--- Start of Extracted entries ---
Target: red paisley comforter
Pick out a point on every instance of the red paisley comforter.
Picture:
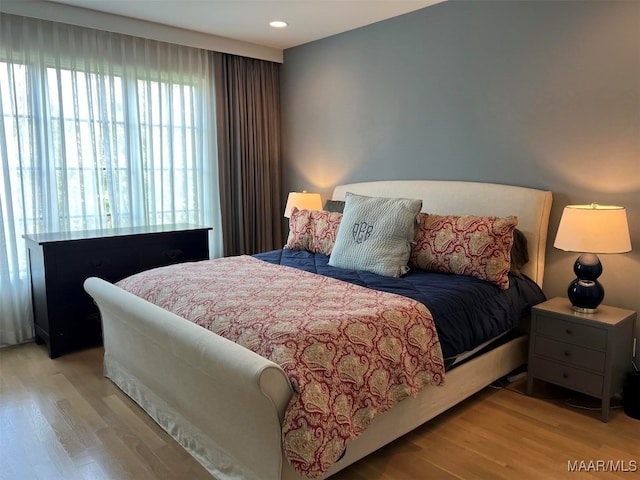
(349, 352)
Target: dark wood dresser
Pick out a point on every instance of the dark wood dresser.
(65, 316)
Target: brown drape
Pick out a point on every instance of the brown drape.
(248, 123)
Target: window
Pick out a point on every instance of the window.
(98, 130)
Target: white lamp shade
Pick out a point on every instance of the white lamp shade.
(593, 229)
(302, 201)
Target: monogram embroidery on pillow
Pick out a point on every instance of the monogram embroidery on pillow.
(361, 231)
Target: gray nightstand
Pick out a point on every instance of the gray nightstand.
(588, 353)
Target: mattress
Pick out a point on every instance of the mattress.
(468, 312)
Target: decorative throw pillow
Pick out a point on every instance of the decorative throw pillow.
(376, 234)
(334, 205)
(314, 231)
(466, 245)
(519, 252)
--- End of Extracted entries ---
• Problem requirements: Write out the stretch of the records from the line containing "Target: dark wood dresser" through the end of the records again, substituting "bedside table" for "nightstand" and leaving everything else unchanged.

• Written response:
Target: dark wood dresser
Pick out a point on every instance of the dark wood dresser.
(65, 316)
Target: brown drape
Pick out a point on every instance of the brown drape.
(248, 123)
Target: window
Pick out a point on every instance of the window.
(98, 130)
Target: white lamp shade
Pick out a point on every instance of the white lamp shade.
(593, 229)
(302, 201)
Target: monogram embroidery on pillow
Pick out a point on every instance of the monogram embroidery on pillow.
(361, 231)
Target: gray bedside table
Pick out a point on every instance of the gray bedside table.
(588, 353)
Target: mattress
Pick out a point on every instance of the mattress.
(468, 312)
Target: decorative throw pillow
Pick out a point on every instance of the decorative throw pillow.
(376, 234)
(334, 205)
(314, 231)
(466, 245)
(519, 252)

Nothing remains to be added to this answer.